>> Begin Reading text

It was hairy and weird enough for the freaky vibes of the day and the pair landed a deal with small label Kapp. It’s music that would fit in a treat these days, and indeed Simeon, after a pretty long hiatus, returned to playing live in the 1990s with a new Silver Apples line-up. Danny and Simeon reunited for a few gigs in the 1990s once Simeon tracked him down, but Danny died in 2005.

The two albums Silver Apples made are an important part of the electronic music canon, languishing ignored for years until the group’s trailblazing commitment to their art was rediscovered and appreciated all over again, with Simeon collaborating with Portishead and as Silver-Qluster with Roedelius. Not to be confused with the 1968 Morton Subotnick album ‘Silver Apples Of The Moon’, another electronic music milestone which, while coming from an academic tradition, is quite accessible. “I got the name Silver Apples from a poem of Yeats, ‘The Song Of Wandering Aengus’,” Simeon said. He had never heard of Morton Subotnick, who also was referring to the Yeats poem when he named his LP. So that clears that up, then.


May 1969

George Harrison
‘Electronic Sound’
(Zapple)

America was leading the way in electronic music in the 1960s. Bob Moog was building his modular systems and, in 1969, the patent he had filed for his low pass filter some years before was granted. The word Moog was, like Hoover, synonymous in most people’s mind with the very idea of electronic music; electronic music was Moog music, and thanks to the promotional efforts of Beaver & Krause it was gaining traction.

The ultimate endorsement could only come form one source at this point in pop history: The Beatles. George Harrison was in Los Angeles at the end of 1968, producing the debut album for new Apple signing Jackie Lomax, Bernie Krause was brought in with his Moog III modular system. Harrison asked Krause to stay on after the session and show him around the complicated machine. Harrison, without Krause’s knowledge, recorded the session.

>> End Reading text
>> Begin Exercise materials

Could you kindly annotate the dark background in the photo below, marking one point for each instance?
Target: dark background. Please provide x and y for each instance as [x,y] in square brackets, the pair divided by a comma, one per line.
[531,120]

>> End Exercise materials
>> Begin Exercise materials

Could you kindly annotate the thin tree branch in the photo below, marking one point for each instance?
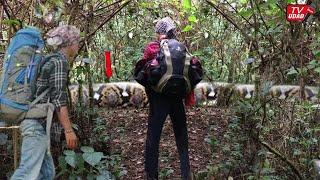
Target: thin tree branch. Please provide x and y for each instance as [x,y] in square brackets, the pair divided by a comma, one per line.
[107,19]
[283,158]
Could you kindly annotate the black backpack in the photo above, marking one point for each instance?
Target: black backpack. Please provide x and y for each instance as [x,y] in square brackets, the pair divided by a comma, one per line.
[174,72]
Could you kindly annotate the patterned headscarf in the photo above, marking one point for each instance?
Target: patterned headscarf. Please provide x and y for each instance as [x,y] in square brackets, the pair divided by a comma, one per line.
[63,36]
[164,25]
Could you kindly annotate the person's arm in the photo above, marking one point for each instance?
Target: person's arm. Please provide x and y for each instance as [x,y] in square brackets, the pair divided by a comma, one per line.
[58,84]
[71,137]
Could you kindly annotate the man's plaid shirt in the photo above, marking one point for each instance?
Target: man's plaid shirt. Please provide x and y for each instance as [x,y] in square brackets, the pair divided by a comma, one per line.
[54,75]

>> End Exercise materials

- [Requirements]
(a) Count the lines in the entries that contain the word "Target". Reply with the number only.
(b) Pick up the piece on early electronic music where it ends and write what comes next.

- [Answers to the exercises]
(a) 6

(b)
Harrison, suitably impressed, bought a Moog III for himself and had it shipped to the UK where he toyed around with it, coming up with a piece he called ‘Under The Mersey Wall’ by overdubbing two Moog improvisations. Harrison bundled this with the recording he’d made in LA of the Bernie Krause demonstration (calling it ‘No Time Or Space’) for what became the second (and final) release on Apple’s experimental label, Zapple.

Krause wasn’t happy about his music being appropriated, but lacking the funds or the will to sue, he settled for having his name removed. Unsurprisingly, the album tanked on release, but Harrison’s Moog was used to much more melodic effect during the recording of the ‘Abbey Road’ album. It’s all over ‘Because’, ‘Here Comes The Sun’, and ‘Maxwell’s Silver Hammer’ playing melodies and it also produces the white noise that engulfs ‘I Want You (She’s So Heavy)’. Moog had arrived.


June 1969

White Noise
‘An Electric Storm’
(Island Records)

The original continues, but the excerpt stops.